SHORT EXERCISE =
Reproduce the lines from the one containing "Reviewer note: check that each instance of the woman carries" through the end of the records, switching every "Target" to "Label" and changing nothing else. Leave the pictures out.

-- START OF EXERCISE INPUTS --

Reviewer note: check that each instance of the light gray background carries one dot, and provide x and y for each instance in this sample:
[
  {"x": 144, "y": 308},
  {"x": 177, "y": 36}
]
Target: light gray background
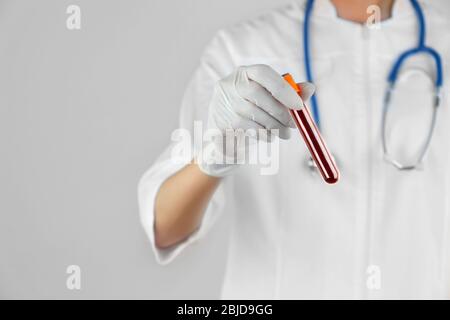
[{"x": 82, "y": 115}]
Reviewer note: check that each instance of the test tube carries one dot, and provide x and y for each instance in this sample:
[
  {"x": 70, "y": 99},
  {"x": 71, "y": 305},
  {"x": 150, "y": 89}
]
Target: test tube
[{"x": 311, "y": 135}]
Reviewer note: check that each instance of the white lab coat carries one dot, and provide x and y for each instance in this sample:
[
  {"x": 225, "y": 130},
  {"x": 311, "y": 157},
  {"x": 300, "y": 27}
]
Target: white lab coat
[{"x": 378, "y": 233}]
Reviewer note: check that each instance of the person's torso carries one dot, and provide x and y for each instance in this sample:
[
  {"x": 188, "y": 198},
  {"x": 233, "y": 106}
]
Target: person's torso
[{"x": 378, "y": 233}]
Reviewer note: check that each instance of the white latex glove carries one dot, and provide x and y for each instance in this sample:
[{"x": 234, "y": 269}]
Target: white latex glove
[{"x": 253, "y": 97}]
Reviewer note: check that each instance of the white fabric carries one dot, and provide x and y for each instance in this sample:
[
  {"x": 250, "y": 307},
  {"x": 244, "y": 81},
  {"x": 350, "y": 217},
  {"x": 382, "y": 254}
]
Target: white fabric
[{"x": 292, "y": 235}]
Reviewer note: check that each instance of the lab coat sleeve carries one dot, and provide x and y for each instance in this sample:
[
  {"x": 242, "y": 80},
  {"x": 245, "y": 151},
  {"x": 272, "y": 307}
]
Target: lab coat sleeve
[{"x": 215, "y": 64}]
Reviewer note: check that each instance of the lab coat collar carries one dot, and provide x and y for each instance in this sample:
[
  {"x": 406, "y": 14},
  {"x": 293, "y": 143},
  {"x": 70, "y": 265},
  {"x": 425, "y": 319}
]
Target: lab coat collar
[{"x": 401, "y": 9}]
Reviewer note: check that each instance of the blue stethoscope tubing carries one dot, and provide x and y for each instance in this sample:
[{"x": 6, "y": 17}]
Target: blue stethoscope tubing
[{"x": 392, "y": 77}]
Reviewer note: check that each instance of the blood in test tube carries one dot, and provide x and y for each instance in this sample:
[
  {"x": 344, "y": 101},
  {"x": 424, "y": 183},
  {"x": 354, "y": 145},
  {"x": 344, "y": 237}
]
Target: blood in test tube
[{"x": 311, "y": 135}]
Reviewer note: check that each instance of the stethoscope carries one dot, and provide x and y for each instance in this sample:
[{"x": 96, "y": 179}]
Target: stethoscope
[{"x": 421, "y": 48}]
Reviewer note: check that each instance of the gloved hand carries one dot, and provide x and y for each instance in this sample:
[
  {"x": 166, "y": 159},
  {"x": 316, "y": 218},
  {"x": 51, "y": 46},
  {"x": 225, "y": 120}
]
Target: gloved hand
[{"x": 253, "y": 97}]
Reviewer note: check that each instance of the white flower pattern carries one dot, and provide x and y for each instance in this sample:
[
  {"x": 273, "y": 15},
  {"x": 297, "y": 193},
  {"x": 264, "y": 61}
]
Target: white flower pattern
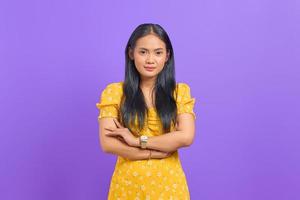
[{"x": 147, "y": 179}]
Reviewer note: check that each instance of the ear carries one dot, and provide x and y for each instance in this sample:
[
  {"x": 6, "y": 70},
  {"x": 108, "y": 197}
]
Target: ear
[{"x": 130, "y": 53}]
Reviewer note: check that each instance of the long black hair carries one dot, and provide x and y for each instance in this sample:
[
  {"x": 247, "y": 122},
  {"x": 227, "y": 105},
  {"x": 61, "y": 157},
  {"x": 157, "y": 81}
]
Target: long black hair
[{"x": 133, "y": 106}]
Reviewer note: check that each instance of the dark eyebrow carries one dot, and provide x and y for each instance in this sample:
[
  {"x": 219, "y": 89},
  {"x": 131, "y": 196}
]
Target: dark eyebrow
[{"x": 147, "y": 49}]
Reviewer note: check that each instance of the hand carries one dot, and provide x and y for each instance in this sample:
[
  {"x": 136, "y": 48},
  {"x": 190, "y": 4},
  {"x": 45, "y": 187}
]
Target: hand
[
  {"x": 160, "y": 154},
  {"x": 123, "y": 134}
]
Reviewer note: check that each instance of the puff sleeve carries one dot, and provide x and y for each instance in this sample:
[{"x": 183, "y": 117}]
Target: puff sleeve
[
  {"x": 185, "y": 103},
  {"x": 110, "y": 99}
]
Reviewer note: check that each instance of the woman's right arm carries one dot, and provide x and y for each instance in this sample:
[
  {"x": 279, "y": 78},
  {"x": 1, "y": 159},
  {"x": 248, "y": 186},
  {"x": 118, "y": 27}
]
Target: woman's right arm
[{"x": 115, "y": 146}]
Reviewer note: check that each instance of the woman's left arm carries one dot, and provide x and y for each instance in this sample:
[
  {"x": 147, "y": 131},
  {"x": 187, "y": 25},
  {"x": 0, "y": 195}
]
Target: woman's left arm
[
  {"x": 168, "y": 142},
  {"x": 182, "y": 137}
]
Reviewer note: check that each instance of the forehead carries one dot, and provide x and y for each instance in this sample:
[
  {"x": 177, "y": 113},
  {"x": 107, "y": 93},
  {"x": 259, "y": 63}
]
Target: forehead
[{"x": 150, "y": 42}]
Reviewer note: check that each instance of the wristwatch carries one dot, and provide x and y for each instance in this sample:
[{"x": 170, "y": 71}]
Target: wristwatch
[{"x": 143, "y": 141}]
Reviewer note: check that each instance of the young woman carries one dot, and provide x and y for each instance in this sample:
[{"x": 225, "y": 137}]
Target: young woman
[{"x": 146, "y": 119}]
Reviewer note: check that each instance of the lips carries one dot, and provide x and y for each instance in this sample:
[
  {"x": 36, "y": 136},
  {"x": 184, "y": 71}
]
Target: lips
[{"x": 149, "y": 68}]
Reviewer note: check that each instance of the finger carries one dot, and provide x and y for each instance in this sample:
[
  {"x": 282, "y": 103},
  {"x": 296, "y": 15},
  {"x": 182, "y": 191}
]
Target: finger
[{"x": 118, "y": 123}]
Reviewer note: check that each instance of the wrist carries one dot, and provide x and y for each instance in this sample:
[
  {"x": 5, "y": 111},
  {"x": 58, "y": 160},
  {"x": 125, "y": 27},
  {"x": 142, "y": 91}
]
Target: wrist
[{"x": 136, "y": 142}]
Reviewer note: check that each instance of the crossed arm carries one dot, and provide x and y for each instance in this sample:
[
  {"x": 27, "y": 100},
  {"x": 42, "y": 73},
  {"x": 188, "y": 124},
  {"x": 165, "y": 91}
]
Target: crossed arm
[{"x": 161, "y": 145}]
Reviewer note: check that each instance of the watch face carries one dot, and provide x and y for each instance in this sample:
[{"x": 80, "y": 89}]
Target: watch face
[{"x": 144, "y": 137}]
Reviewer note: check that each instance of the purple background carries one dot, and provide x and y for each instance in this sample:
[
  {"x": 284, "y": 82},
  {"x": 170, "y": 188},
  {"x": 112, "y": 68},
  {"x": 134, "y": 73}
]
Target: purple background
[{"x": 240, "y": 58}]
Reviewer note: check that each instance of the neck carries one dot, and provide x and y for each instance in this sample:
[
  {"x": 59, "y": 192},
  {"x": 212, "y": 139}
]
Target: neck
[{"x": 147, "y": 83}]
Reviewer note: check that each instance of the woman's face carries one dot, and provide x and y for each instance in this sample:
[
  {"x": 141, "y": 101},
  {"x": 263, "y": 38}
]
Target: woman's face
[{"x": 149, "y": 55}]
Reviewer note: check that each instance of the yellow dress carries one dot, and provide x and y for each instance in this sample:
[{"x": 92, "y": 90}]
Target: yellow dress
[{"x": 147, "y": 179}]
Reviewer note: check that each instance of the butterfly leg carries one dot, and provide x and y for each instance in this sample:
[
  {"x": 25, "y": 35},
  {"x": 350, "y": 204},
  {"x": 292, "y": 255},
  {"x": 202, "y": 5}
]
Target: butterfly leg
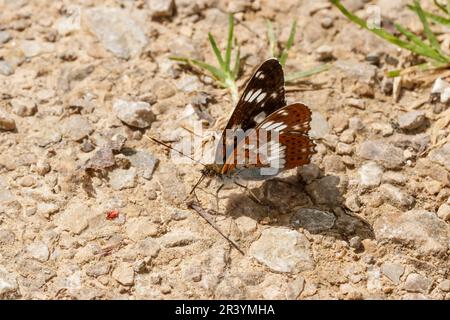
[
  {"x": 253, "y": 196},
  {"x": 217, "y": 195}
]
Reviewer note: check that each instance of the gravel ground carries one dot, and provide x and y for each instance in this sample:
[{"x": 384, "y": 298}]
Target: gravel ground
[{"x": 90, "y": 209}]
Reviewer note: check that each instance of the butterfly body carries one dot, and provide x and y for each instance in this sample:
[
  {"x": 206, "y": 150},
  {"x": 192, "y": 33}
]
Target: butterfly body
[{"x": 263, "y": 136}]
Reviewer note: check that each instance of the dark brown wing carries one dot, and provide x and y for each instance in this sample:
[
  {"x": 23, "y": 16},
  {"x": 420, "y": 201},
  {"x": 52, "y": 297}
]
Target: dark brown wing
[
  {"x": 263, "y": 95},
  {"x": 288, "y": 145}
]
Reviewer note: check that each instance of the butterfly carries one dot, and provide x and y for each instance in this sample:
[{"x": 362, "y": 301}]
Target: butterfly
[{"x": 262, "y": 112}]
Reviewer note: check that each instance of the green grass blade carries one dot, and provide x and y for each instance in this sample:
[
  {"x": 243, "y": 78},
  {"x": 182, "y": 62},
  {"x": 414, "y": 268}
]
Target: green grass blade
[
  {"x": 440, "y": 6},
  {"x": 216, "y": 50},
  {"x": 218, "y": 74},
  {"x": 426, "y": 27},
  {"x": 237, "y": 63},
  {"x": 291, "y": 77},
  {"x": 229, "y": 42},
  {"x": 411, "y": 36},
  {"x": 289, "y": 43},
  {"x": 433, "y": 17},
  {"x": 427, "y": 52},
  {"x": 271, "y": 37}
]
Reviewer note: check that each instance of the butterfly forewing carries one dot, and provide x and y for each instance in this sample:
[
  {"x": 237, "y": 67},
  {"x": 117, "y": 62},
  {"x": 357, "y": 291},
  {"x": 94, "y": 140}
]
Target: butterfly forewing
[{"x": 263, "y": 95}]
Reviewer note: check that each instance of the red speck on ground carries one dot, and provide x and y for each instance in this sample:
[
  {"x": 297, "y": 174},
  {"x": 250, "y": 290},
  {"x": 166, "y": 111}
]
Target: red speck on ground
[{"x": 112, "y": 214}]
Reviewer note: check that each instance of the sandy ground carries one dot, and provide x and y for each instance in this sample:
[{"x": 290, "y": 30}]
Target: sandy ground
[{"x": 80, "y": 86}]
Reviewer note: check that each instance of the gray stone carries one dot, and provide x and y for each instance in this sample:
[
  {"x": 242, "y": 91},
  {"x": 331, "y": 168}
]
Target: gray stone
[
  {"x": 117, "y": 31},
  {"x": 445, "y": 285},
  {"x": 98, "y": 269},
  {"x": 396, "y": 196},
  {"x": 344, "y": 149},
  {"x": 393, "y": 271},
  {"x": 7, "y": 237},
  {"x": 333, "y": 163},
  {"x": 33, "y": 48},
  {"x": 120, "y": 179},
  {"x": 355, "y": 242},
  {"x": 418, "y": 228},
  {"x": 295, "y": 288},
  {"x": 362, "y": 71},
  {"x": 373, "y": 278},
  {"x": 418, "y": 142},
  {"x": 319, "y": 126},
  {"x": 356, "y": 103},
  {"x": 74, "y": 218},
  {"x": 444, "y": 212},
  {"x": 5, "y": 36},
  {"x": 148, "y": 247},
  {"x": 355, "y": 124},
  {"x": 47, "y": 208},
  {"x": 144, "y": 162},
  {"x": 370, "y": 175},
  {"x": 189, "y": 83},
  {"x": 411, "y": 120},
  {"x": 309, "y": 172},
  {"x": 23, "y": 107},
  {"x": 348, "y": 136},
  {"x": 6, "y": 121},
  {"x": 385, "y": 129},
  {"x": 441, "y": 155},
  {"x": 177, "y": 239},
  {"x": 246, "y": 225},
  {"x": 283, "y": 250},
  {"x": 324, "y": 53},
  {"x": 136, "y": 114},
  {"x": 70, "y": 22},
  {"x": 77, "y": 127},
  {"x": 313, "y": 220},
  {"x": 325, "y": 190},
  {"x": 124, "y": 274},
  {"x": 417, "y": 283},
  {"x": 389, "y": 156},
  {"x": 141, "y": 228},
  {"x": 394, "y": 177},
  {"x": 38, "y": 251},
  {"x": 161, "y": 8},
  {"x": 8, "y": 283},
  {"x": 6, "y": 68}
]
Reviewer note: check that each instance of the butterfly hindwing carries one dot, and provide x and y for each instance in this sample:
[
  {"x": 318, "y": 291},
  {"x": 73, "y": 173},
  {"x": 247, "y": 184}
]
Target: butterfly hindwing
[
  {"x": 292, "y": 123},
  {"x": 292, "y": 146}
]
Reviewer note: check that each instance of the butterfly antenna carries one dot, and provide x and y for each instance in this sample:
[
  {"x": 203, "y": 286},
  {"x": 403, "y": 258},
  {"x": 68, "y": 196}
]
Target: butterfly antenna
[{"x": 172, "y": 148}]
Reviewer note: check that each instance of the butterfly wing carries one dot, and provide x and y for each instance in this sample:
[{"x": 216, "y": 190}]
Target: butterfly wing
[
  {"x": 288, "y": 144},
  {"x": 292, "y": 123},
  {"x": 263, "y": 95}
]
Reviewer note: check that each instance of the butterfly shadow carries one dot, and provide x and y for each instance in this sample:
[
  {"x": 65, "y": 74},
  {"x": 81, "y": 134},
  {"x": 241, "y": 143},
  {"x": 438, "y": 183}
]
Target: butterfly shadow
[{"x": 289, "y": 202}]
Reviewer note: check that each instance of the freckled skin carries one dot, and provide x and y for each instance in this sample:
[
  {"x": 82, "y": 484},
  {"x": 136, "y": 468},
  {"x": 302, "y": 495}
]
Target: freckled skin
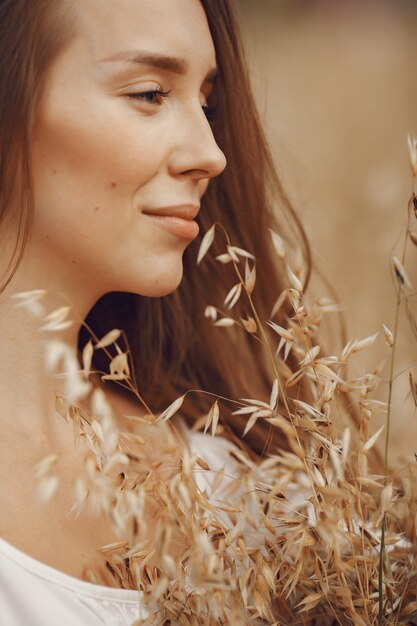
[{"x": 94, "y": 145}]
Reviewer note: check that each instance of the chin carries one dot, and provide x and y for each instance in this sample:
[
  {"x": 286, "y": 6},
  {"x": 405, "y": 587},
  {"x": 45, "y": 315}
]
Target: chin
[{"x": 159, "y": 285}]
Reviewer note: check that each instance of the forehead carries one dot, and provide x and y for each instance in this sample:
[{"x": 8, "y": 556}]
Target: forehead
[{"x": 171, "y": 27}]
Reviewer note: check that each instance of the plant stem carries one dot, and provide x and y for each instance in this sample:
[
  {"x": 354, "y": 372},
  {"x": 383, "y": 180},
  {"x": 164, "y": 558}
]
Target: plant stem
[{"x": 388, "y": 421}]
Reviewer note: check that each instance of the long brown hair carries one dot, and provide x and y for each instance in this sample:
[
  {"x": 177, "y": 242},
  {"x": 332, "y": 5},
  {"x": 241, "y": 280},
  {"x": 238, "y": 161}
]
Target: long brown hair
[{"x": 174, "y": 347}]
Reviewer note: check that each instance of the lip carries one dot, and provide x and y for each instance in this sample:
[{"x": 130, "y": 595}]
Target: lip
[
  {"x": 184, "y": 211},
  {"x": 178, "y": 220}
]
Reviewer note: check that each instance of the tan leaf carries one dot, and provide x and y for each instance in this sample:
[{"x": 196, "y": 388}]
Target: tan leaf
[
  {"x": 225, "y": 321},
  {"x": 224, "y": 258},
  {"x": 412, "y": 152},
  {"x": 295, "y": 281},
  {"x": 172, "y": 409},
  {"x": 278, "y": 243},
  {"x": 372, "y": 440},
  {"x": 249, "y": 325},
  {"x": 240, "y": 252},
  {"x": 250, "y": 423},
  {"x": 250, "y": 277},
  {"x": 209, "y": 419},
  {"x": 400, "y": 273},
  {"x": 274, "y": 394},
  {"x": 233, "y": 295},
  {"x": 87, "y": 356},
  {"x": 108, "y": 339},
  {"x": 210, "y": 312}
]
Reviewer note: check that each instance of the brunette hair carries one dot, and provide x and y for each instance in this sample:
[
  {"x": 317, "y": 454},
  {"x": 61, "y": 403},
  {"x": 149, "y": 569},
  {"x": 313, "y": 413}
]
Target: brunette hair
[{"x": 174, "y": 347}]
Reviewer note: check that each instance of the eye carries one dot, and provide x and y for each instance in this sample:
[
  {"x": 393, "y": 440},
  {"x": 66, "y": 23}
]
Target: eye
[{"x": 151, "y": 96}]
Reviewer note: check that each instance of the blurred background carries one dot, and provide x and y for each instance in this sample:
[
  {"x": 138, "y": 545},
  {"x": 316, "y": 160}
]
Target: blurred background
[{"x": 336, "y": 86}]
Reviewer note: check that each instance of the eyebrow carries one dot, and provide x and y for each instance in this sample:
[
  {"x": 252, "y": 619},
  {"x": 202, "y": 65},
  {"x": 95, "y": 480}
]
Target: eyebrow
[{"x": 172, "y": 64}]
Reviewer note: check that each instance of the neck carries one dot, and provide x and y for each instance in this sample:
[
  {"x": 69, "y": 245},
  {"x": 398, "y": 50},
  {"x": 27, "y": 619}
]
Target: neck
[{"x": 27, "y": 401}]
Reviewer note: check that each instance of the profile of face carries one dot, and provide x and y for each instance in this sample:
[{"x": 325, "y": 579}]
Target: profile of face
[{"x": 120, "y": 132}]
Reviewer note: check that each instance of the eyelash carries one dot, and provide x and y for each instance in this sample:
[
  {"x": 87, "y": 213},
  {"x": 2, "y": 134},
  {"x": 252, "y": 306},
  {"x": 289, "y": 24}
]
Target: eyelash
[{"x": 209, "y": 112}]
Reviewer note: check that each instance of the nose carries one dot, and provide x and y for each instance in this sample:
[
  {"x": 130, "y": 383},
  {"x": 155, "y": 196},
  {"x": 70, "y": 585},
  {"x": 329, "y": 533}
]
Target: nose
[{"x": 196, "y": 152}]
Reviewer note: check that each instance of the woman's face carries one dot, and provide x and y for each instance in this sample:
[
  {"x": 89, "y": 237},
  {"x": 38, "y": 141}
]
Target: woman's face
[{"x": 121, "y": 130}]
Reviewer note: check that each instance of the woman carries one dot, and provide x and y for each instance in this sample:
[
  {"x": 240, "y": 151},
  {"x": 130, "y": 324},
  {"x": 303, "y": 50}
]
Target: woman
[{"x": 115, "y": 115}]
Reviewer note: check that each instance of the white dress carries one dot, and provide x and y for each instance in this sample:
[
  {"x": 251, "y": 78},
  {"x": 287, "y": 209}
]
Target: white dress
[{"x": 35, "y": 594}]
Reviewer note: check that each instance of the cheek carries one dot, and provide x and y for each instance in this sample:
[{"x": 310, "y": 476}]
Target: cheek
[
  {"x": 93, "y": 152},
  {"x": 202, "y": 186}
]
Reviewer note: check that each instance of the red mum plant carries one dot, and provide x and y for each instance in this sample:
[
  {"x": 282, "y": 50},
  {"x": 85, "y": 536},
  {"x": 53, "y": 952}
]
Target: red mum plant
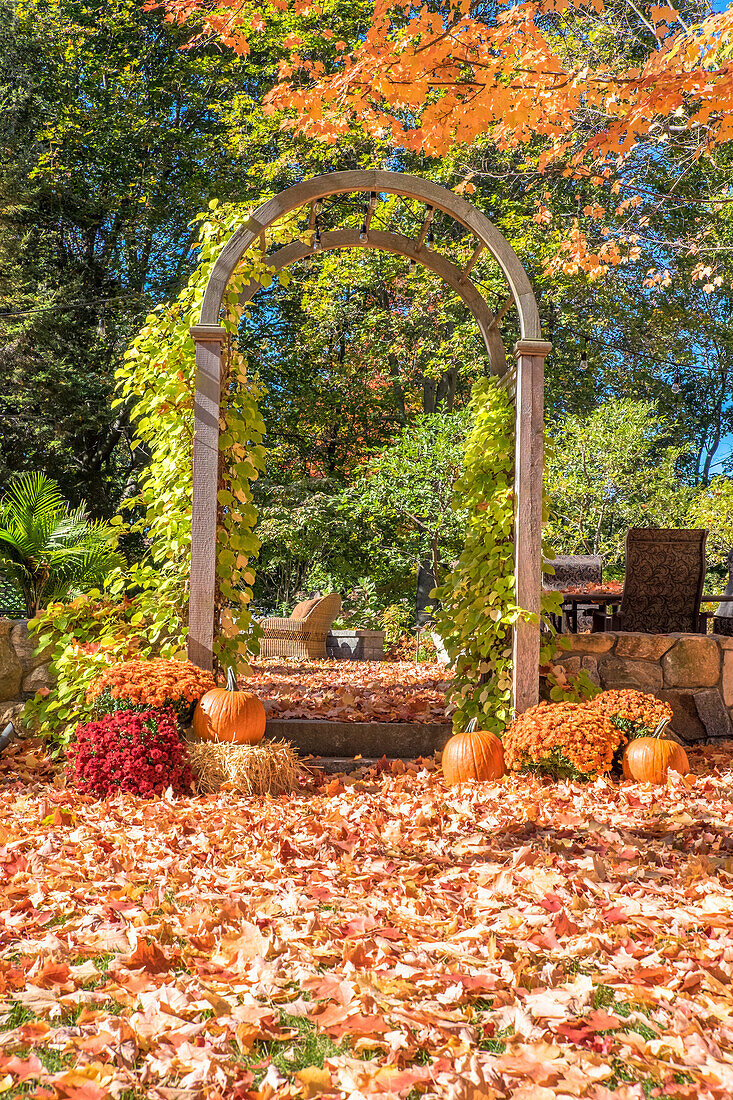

-- END OF EXERCISE INPUTS --

RESPONSE =
Reviewer note: check that each instance of the woman carries one dot, and provide x and y for each instance in this sample:
[
  {"x": 240, "y": 151},
  {"x": 130, "y": 324},
  {"x": 303, "y": 50}
]
Label: woman
[{"x": 115, "y": 115}]
Reviewer note: check that each instance of the white dress carries one dot, and provide x and y for each instance in this sample:
[
  {"x": 251, "y": 78},
  {"x": 287, "y": 209}
]
Label: white dress
[{"x": 35, "y": 594}]
Reviewer note: check that each instance of the cheek carries one dot, and provide x and y for each instance in this sample:
[{"x": 310, "y": 476}]
Label: cheek
[
  {"x": 93, "y": 152},
  {"x": 202, "y": 186}
]
Reviewer note: check that each instance of the red mum plant carries one dot, and provide x and y for each instance in this sample:
[
  {"x": 282, "y": 50},
  {"x": 85, "y": 536},
  {"x": 53, "y": 952}
]
Label: red mum plant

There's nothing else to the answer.